#### PASAJE DEL TEXTO:
= = = = =
Por añadidura, la dinastía Kim ha entronizado en su feudo un sistema dizque socialista, el cual ha demostrado con absoluta claridad su carácter retrógrado e inviable. Mantiene a sus súbditos en la miseria y la desnutrición. En ocasiones, esta última, que es endémica, ha cedido el paso a terribles hambrunas, las cuales han ocasionado millones de muertes.
Los resultados funestos del comunismo resaltan aún más cuando comparamos a ambas Coreas. Se trata de una misma nación que ocupa las dos mitades de una península arrasada de cabo a rabo en los años cincuenta como resultado de la guerra desatada por las ambiciones del dictador Kim Il Sung. Sin embargo, mientras el Norte vive la situación calamitosa ya referida, el Sur es un país desarrollado, un emporio de riqueza, progreso y democracia. El contraste es elocuente e innegable.
= = = = =
#### LO QUE HARÁS:
Según el pasaje sobre las dos Coreas, ¿qué desató la guerra que arrasó la península en los años cincuenta?
= = = = =
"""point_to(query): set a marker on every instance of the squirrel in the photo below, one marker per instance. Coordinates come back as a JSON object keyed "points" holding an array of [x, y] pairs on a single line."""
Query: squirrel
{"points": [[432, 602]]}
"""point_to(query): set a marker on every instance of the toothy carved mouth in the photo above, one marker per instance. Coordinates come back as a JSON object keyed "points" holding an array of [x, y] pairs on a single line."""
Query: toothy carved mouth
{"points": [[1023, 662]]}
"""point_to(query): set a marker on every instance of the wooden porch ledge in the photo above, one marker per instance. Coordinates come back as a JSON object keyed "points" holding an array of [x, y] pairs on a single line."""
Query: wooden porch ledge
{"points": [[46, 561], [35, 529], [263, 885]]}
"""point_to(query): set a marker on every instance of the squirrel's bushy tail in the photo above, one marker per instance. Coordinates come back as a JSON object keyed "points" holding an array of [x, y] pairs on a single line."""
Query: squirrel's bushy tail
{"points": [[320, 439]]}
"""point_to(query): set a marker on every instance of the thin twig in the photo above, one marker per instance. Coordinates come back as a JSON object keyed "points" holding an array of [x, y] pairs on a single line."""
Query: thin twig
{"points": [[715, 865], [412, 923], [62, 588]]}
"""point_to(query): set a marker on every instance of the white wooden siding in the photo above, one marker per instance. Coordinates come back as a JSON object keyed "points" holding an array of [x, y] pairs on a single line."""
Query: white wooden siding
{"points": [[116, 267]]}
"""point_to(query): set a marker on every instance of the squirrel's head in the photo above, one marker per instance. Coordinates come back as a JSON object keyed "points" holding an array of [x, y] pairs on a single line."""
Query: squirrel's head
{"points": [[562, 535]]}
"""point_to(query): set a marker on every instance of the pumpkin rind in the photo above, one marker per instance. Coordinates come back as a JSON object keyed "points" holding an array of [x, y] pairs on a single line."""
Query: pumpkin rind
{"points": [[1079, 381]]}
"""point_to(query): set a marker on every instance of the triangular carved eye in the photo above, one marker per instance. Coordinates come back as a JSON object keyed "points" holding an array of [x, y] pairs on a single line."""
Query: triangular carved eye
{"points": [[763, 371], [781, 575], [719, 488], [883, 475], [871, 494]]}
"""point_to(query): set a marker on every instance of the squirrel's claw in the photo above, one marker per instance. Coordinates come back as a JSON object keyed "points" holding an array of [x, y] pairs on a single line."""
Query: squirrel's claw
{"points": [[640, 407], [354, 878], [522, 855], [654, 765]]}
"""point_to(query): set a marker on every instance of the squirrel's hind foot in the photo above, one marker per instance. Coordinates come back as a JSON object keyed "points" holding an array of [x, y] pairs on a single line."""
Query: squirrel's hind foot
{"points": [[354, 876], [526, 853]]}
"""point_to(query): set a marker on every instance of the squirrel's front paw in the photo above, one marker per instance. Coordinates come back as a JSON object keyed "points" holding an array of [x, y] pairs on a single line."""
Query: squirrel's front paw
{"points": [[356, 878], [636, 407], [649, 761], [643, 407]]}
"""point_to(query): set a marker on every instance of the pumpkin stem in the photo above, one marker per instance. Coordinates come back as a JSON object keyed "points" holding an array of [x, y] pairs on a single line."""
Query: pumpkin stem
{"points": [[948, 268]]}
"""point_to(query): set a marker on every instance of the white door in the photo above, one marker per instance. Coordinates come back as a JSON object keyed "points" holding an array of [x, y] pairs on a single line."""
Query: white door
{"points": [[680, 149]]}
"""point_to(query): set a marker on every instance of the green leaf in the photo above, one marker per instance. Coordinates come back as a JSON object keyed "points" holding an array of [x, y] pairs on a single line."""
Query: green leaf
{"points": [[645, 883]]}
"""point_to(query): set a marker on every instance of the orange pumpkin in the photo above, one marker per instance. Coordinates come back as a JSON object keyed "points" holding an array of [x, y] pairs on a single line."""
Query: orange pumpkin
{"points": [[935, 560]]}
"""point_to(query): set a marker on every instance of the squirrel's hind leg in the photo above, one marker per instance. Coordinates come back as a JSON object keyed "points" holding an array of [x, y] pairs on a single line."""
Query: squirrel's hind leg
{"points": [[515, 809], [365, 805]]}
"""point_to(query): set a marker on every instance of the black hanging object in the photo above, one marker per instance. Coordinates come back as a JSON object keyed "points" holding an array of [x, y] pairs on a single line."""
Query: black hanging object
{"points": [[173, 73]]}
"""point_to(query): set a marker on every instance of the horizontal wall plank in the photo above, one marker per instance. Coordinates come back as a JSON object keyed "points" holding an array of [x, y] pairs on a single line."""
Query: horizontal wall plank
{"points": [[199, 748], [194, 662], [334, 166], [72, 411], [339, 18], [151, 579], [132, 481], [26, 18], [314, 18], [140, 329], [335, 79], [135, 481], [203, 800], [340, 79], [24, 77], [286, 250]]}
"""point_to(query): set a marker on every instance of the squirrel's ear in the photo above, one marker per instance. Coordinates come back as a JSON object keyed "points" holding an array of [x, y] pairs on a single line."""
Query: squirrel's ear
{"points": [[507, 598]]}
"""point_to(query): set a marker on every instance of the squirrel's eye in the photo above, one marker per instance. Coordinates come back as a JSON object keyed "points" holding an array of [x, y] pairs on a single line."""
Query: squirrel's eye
= = = = =
#### RESPUESTA COMPLETA:
Las ambiciones del dictador Kim Il Sung.